▸ **Exercise requirements**
Every entry, from the first to the last, should be written out exactly.

Stored data entries
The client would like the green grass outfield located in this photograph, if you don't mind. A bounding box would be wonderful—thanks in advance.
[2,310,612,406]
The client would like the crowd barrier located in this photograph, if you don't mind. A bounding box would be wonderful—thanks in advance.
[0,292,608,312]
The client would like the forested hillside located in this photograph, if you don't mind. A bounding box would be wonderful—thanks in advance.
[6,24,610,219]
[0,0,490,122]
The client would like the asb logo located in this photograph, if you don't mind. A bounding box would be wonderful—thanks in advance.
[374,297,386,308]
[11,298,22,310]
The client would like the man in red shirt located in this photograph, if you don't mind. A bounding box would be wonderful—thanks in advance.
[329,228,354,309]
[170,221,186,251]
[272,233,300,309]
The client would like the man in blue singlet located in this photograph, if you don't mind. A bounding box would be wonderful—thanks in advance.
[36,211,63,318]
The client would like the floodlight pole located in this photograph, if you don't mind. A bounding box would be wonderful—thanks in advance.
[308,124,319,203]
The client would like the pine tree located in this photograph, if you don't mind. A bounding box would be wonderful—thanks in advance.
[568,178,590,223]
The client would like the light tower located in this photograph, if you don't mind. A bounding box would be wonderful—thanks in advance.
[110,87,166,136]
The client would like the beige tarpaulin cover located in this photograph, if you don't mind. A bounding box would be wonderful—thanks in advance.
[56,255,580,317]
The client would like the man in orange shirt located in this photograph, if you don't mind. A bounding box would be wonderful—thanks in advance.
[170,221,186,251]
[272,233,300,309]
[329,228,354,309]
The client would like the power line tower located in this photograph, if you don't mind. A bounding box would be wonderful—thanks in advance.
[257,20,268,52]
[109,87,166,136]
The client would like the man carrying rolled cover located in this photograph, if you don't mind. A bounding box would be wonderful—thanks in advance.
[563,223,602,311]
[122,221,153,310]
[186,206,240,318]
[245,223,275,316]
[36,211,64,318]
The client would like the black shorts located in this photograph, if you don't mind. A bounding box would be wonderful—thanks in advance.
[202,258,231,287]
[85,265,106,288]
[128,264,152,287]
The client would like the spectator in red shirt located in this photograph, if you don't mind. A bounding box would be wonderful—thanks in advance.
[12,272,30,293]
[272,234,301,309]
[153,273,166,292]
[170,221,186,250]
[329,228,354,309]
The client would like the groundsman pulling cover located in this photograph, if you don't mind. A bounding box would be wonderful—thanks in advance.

▸ **Task response**
The client would like the green grass outfield located in this photograph, if you don't mind. A bounding box would be wonderful—thanks in advance.
[2,310,612,406]
The client would like the crowd barrier located in this photograph, if you don't mind. A bounding box would be wonderful—thanks in advance.
[0,292,608,312]
The client would like the forested hillside located in this photograph, if you don't mind. A bounding box would be wonderful—thanks in advance.
[6,24,610,219]
[0,0,490,122]
The client would like the asb logo located in this photograph, if you don't mind. A bounding box would be wonderful—thanks in advance.
[374,297,386,308]
[11,298,22,310]
The client would like the man in red shirt located in this photograph, if you don't mind. A bounding box would be wonderful—thanks in advance.
[329,228,354,309]
[170,221,186,251]
[272,233,300,309]
The client would like the man in blue singlet located in this photograph, if you don't mind. A bounding box would be wonderful—thanks in advance.
[36,211,63,318]
The client would like the floodlight pole located in this photograph, if you don't mind. A bounding box would be wonderful—thanks in advance.
[308,124,319,203]
The client would like the pine tree located in this photograph, if you don't mind. A bounding box would be wonderful—thanks in advance.
[568,178,590,223]
The client would like the light tower located in this photograph, if you don't mind. A bounding box would be wonderful—thanks in advance.
[110,87,166,136]
The client would like the beige tarpaulin cover located in this photograph, if you don't mind. A bounding box would be wonderful—thanks in advance.
[56,255,580,317]
The client would like the man in orange shirt located in this photograph, if you don't mind. A bounding box would be wonderful—thanks in advance.
[170,221,186,251]
[272,233,300,309]
[329,228,354,309]
The client would like the power line tower located in this photograph, if you don't mind. A bounding box would be wonderful—thanks in advance.
[257,20,268,52]
[109,87,166,136]
The client would like the man carrying rolled cover located in this photograph, if you don't mind. A bounding box would be wonderful—thanks in advance.
[563,223,602,311]
[122,221,153,310]
[186,206,240,318]
[245,223,275,316]
[36,211,64,318]
The client would like the black shorts located in this photograph, if you don't mind. A bounding box would be wonderful—thanks in advance.
[202,258,231,287]
[85,265,106,288]
[128,264,152,287]
The client would like the spectator in red shirt located in this photograph, if you don't mind. A bounding box would be wonderful—thanks in advance.
[12,272,30,293]
[272,234,301,309]
[153,273,166,292]
[170,221,186,250]
[329,228,354,309]
The client would like the groundsman pulling cover located in this photograph, if you don't mind. A bounding box would be wonderful—thanks in advance.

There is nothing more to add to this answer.